STEAM Project


There Are More to Teeth Than You Know

Teeth are the first thing you look at when someone smiles, speaks, or just when they open their mouth. It is the makeup of the face. These pearly whites are more than just an eye catcher; they grind up our food to make it digestible, they help us speak, and keep our mandible jaw intact. Teeth are the oldest bones we have in our body, but did you know that teeth are not classified as bones? There’s more to teeth than just three layers of bone; they have a joint that holds them into place, nerves to keep the tooth alive, and protective layers that protects its insides.

→ **WHAT YOU NEED TO DO**: Summarize the text on teeth in two sentences.

→ **RECORD SET**:

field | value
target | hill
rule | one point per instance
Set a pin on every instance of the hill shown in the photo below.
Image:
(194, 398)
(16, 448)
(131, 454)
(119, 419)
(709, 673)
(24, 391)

→ **ANSWER SPACE**: Teeth are the first thing noticed when someone smiles, speaks, or opens their mouth, and they do more than catch the eye: they grind food to make it digestible, help us speak, and keep the mandible jaw intact. They also have a joint that holds them in place, nerves that keep the tooth alive, and protective layers that protect their insides.